* The exercise *
Retype the material below word for word, starting with the line that contains "Which pixel lies on the rear bumper?" and going on through the line that contains "pixel 14 126". Leave any pictures out of your copy.

* Records to use *
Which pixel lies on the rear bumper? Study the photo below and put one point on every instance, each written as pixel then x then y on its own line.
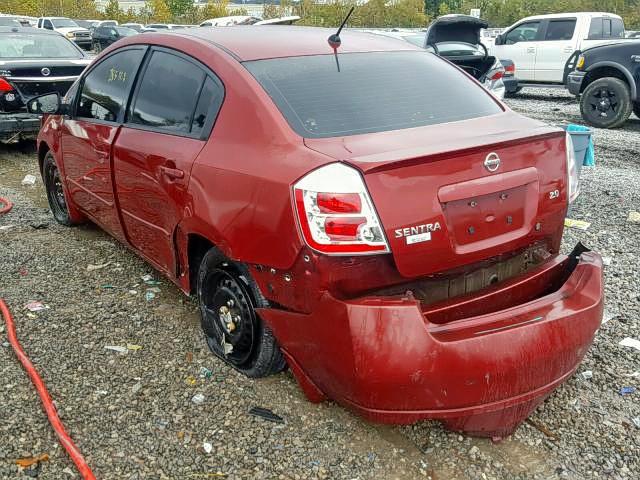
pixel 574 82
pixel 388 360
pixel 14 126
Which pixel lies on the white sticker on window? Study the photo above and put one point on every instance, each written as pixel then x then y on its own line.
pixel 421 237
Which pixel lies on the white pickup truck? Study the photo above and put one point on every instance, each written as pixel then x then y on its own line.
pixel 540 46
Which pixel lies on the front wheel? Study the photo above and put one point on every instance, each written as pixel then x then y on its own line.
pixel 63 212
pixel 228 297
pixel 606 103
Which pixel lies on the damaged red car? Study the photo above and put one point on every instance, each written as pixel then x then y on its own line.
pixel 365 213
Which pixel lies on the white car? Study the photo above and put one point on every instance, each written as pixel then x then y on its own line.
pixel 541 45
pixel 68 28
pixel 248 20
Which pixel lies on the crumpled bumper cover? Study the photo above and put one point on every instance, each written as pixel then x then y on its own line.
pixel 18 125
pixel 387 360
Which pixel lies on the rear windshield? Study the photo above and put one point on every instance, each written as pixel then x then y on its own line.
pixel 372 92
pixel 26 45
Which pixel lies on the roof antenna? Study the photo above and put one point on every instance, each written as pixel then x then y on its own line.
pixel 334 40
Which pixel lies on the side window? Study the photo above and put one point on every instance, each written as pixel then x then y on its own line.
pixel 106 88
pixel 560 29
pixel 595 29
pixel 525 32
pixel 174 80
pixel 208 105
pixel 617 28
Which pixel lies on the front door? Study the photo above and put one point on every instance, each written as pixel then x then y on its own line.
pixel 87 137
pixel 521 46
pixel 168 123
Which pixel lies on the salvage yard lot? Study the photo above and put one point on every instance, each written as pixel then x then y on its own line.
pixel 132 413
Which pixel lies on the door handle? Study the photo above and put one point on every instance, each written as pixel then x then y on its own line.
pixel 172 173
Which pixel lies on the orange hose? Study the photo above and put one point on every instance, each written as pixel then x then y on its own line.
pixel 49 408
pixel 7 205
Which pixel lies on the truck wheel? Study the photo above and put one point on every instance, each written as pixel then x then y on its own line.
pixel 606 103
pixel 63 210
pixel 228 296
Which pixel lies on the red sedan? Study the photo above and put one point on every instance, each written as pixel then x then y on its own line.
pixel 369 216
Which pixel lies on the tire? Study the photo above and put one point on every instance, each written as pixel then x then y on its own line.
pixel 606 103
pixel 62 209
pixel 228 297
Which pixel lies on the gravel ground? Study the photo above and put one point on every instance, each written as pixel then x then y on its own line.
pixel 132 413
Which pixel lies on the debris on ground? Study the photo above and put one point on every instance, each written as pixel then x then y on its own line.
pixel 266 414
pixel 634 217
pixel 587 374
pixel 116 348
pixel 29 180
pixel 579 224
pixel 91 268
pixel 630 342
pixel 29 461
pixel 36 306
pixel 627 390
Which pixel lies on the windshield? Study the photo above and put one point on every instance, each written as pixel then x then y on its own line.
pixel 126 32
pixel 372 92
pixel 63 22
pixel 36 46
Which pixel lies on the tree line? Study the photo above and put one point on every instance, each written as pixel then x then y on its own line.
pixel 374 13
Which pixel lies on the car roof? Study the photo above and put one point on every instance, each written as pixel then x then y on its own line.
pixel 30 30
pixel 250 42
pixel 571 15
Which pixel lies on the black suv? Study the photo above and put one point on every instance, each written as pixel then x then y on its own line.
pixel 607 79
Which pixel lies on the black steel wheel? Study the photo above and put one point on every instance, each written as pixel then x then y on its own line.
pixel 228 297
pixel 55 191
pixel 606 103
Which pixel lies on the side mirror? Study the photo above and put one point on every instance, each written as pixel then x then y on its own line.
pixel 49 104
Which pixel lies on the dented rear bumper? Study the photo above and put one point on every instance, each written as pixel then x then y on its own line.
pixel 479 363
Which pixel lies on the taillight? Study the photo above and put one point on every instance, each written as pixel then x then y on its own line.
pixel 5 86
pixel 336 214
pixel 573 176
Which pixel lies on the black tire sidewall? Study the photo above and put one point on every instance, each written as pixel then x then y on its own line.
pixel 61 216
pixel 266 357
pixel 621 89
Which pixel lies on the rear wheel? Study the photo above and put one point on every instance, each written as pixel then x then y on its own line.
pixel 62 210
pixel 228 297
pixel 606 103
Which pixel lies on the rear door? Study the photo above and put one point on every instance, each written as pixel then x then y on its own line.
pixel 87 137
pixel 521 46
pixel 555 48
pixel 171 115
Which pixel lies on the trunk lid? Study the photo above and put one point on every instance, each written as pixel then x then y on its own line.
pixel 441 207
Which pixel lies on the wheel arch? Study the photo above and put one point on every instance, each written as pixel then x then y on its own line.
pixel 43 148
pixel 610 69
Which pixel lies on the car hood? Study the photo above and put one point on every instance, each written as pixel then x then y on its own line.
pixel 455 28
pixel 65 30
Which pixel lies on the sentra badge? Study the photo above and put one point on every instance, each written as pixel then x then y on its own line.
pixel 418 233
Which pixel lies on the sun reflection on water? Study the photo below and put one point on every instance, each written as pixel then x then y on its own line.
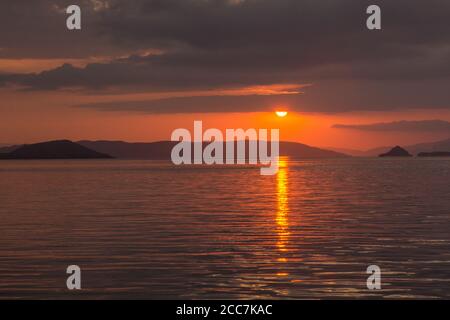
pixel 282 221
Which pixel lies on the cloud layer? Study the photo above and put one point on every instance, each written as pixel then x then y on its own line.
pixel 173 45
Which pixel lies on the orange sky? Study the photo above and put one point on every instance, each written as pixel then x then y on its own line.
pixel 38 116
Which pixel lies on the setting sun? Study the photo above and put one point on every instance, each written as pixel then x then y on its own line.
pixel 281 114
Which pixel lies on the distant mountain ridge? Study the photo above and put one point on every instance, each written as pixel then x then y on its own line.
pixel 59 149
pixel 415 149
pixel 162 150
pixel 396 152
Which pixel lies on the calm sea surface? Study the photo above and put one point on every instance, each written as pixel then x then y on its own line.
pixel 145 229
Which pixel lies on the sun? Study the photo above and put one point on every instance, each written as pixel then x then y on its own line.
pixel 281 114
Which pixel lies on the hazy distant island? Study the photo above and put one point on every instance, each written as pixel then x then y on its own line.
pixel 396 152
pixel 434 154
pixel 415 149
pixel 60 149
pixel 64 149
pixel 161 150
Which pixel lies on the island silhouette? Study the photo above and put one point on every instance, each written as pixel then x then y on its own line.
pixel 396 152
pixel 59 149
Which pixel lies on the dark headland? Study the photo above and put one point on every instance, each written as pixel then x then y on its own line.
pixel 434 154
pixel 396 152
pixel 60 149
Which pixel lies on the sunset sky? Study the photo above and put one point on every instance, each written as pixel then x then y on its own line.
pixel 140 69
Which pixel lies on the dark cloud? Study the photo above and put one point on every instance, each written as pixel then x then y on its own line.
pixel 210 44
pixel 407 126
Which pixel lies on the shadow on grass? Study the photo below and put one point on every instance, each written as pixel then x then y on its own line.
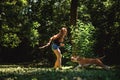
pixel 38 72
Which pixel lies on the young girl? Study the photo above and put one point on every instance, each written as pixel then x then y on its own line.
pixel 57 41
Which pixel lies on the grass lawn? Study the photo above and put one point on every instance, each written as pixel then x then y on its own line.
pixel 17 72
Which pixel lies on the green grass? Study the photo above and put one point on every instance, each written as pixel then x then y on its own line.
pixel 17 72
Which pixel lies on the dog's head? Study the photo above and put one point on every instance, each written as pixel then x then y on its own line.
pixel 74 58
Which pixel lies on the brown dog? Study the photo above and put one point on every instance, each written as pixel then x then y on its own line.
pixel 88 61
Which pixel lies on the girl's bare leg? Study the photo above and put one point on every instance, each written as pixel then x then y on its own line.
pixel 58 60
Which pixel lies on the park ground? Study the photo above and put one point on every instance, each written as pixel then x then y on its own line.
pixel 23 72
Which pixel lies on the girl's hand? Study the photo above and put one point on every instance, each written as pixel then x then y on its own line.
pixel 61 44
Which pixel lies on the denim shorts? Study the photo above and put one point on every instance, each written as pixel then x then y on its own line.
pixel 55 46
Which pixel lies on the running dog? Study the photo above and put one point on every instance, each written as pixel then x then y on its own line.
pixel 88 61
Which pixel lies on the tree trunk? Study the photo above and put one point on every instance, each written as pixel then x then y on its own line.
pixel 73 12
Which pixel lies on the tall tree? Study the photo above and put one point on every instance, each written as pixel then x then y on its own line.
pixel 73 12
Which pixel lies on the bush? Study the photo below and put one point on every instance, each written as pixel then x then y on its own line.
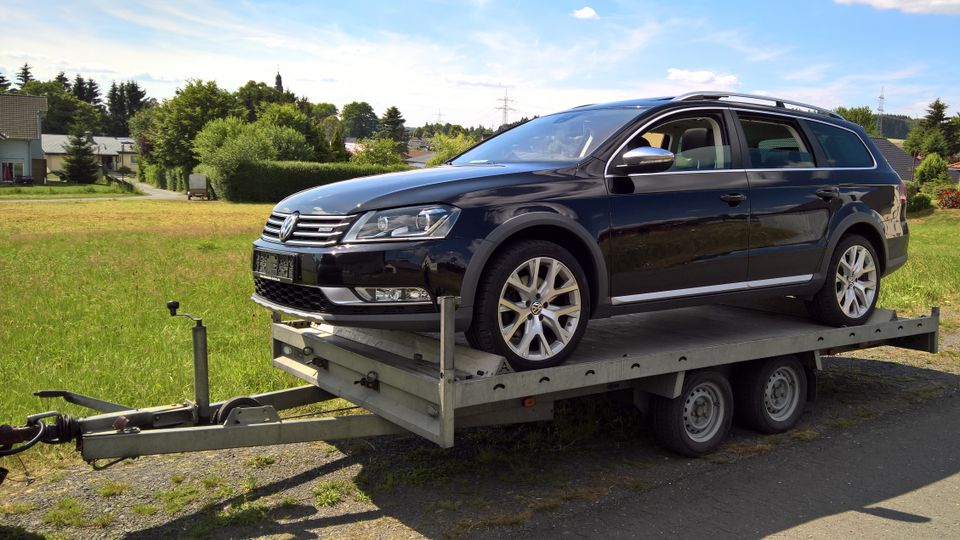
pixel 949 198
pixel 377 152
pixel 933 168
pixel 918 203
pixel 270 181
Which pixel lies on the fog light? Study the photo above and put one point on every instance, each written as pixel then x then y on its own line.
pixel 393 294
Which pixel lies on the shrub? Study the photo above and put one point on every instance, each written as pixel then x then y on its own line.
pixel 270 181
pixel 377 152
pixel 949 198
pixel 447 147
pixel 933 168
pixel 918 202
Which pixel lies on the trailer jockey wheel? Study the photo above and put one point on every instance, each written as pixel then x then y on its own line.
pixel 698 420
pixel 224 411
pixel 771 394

* * *

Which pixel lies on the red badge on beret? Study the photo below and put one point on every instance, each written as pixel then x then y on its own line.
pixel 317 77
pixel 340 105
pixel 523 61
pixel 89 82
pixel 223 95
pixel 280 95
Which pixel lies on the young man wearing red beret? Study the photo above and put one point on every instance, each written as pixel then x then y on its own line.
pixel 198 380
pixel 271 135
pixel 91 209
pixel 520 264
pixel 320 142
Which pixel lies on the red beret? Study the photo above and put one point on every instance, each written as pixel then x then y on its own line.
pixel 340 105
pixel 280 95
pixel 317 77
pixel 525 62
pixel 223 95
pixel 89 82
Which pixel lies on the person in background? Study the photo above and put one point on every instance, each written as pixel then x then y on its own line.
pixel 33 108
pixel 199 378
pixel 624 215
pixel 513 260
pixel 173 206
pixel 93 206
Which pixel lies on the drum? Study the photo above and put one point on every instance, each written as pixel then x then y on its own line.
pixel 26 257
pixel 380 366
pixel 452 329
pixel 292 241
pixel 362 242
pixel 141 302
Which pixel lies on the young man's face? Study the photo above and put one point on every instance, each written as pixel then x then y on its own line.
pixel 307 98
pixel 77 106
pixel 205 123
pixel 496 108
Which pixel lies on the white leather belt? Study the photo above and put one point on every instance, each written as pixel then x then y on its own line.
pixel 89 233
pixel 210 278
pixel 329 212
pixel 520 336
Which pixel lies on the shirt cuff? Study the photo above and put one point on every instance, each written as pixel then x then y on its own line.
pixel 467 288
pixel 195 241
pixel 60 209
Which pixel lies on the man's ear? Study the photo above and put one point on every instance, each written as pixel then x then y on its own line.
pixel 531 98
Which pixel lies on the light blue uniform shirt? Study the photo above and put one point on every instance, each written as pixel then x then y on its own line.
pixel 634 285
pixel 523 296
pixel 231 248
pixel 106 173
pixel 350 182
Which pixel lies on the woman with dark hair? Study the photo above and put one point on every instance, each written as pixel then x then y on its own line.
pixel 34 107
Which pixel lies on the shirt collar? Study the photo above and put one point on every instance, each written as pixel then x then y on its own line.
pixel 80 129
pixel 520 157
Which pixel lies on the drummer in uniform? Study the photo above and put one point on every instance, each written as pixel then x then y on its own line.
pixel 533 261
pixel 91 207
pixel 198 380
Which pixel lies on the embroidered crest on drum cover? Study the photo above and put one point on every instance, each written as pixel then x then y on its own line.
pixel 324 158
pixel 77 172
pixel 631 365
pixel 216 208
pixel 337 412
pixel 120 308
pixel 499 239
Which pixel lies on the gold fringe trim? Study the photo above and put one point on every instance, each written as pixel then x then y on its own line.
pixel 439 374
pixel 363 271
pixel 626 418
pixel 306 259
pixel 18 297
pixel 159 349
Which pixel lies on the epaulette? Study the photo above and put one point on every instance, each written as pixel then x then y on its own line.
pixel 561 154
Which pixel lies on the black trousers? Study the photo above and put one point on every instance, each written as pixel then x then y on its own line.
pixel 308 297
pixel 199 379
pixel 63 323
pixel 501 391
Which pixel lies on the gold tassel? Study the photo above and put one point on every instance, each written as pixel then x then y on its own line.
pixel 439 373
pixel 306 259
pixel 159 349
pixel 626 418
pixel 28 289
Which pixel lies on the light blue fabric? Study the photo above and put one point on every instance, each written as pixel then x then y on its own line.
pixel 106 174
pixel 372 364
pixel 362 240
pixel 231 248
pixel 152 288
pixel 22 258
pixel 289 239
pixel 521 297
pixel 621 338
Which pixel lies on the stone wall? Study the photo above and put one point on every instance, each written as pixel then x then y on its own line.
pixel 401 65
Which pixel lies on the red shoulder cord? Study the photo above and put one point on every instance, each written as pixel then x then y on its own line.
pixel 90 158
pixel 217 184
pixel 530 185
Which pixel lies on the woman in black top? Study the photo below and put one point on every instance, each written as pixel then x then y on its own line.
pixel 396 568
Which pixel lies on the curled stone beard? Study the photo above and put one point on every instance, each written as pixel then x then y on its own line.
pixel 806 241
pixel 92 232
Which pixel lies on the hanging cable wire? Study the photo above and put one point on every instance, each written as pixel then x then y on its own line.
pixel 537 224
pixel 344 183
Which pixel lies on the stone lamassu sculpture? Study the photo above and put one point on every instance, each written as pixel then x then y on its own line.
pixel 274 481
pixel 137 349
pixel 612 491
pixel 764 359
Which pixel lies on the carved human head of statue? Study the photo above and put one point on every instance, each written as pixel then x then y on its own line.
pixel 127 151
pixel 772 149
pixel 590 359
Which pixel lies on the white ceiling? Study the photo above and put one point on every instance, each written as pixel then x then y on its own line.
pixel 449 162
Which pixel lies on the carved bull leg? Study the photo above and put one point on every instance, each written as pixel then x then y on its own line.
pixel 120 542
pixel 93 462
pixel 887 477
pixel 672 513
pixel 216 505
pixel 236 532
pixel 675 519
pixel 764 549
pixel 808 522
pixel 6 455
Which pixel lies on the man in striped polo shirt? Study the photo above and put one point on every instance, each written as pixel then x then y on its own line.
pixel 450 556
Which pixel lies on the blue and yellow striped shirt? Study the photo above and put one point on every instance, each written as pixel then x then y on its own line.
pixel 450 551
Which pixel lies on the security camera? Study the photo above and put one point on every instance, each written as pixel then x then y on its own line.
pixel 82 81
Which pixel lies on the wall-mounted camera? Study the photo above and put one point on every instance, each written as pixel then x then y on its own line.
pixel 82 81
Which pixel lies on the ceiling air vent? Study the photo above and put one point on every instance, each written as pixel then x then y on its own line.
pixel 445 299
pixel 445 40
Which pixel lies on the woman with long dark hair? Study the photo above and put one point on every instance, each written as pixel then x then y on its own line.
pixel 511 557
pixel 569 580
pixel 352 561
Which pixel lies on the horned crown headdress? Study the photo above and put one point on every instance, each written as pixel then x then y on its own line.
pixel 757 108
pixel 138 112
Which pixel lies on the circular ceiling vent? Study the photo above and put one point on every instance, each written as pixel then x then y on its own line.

---

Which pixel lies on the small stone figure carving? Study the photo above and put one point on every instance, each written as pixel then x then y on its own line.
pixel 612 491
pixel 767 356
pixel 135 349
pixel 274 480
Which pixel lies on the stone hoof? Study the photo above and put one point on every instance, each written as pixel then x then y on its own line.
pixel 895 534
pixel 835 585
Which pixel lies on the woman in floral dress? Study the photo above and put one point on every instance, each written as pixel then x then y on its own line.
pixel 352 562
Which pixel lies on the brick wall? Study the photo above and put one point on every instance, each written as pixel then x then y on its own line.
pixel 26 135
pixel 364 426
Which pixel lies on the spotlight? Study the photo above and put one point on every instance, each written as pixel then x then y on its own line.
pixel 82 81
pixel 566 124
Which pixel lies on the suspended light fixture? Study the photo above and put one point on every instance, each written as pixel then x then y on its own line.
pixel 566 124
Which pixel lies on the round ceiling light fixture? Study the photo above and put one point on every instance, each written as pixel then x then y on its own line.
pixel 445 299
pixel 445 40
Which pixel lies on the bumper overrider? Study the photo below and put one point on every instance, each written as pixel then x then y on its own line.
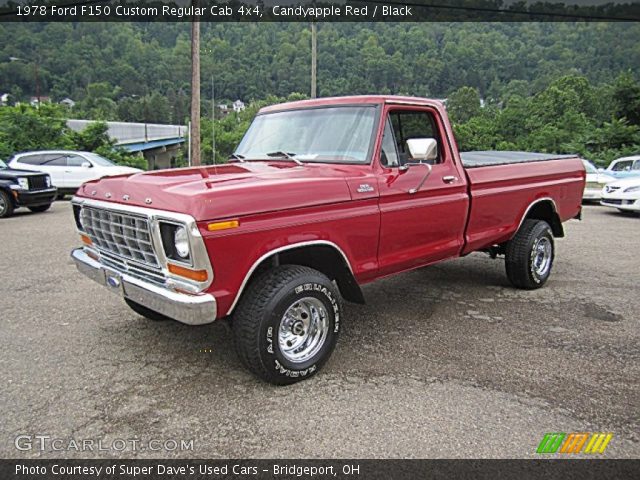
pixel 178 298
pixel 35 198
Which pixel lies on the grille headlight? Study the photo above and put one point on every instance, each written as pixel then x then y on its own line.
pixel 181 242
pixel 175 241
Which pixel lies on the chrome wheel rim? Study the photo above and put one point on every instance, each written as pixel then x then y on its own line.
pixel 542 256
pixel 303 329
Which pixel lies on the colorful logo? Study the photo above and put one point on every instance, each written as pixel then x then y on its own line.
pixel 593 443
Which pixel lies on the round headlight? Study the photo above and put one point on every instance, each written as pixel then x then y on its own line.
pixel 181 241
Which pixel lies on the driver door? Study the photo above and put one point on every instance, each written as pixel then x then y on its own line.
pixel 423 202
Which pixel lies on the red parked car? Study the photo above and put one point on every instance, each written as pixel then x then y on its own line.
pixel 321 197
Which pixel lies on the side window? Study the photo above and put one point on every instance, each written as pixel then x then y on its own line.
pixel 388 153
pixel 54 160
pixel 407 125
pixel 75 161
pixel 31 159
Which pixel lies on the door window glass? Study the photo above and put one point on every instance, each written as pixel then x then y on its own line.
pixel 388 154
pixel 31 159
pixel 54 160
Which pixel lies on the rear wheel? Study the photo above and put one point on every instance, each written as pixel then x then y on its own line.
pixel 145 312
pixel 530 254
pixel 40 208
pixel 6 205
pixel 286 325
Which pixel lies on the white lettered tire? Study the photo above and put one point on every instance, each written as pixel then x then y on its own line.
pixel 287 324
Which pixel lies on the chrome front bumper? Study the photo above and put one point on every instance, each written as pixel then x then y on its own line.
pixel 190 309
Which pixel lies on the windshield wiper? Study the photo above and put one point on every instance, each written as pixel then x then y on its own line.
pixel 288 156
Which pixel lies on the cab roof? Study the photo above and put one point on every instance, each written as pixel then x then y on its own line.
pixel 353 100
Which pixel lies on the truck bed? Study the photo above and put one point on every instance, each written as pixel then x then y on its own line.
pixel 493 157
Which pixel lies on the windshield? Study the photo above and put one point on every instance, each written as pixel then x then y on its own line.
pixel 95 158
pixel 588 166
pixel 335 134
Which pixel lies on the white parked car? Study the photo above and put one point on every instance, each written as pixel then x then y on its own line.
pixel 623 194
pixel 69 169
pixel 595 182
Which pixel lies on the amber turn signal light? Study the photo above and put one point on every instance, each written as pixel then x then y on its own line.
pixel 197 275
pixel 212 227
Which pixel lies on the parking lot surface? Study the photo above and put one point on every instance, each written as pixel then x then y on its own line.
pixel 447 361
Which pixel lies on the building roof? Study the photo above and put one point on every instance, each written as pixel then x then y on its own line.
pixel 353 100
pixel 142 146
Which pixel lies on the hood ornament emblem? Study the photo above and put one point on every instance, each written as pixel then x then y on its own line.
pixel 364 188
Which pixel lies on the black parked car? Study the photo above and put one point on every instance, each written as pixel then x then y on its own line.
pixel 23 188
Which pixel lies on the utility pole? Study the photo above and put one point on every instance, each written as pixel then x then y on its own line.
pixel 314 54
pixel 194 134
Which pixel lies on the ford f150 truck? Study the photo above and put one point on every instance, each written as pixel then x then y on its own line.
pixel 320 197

* Answer *
Which pixel lies on the rear bumper? Study the photo below and put one point on every instance, each written as pixel then x then y on its own line.
pixel 574 82
pixel 388 360
pixel 14 126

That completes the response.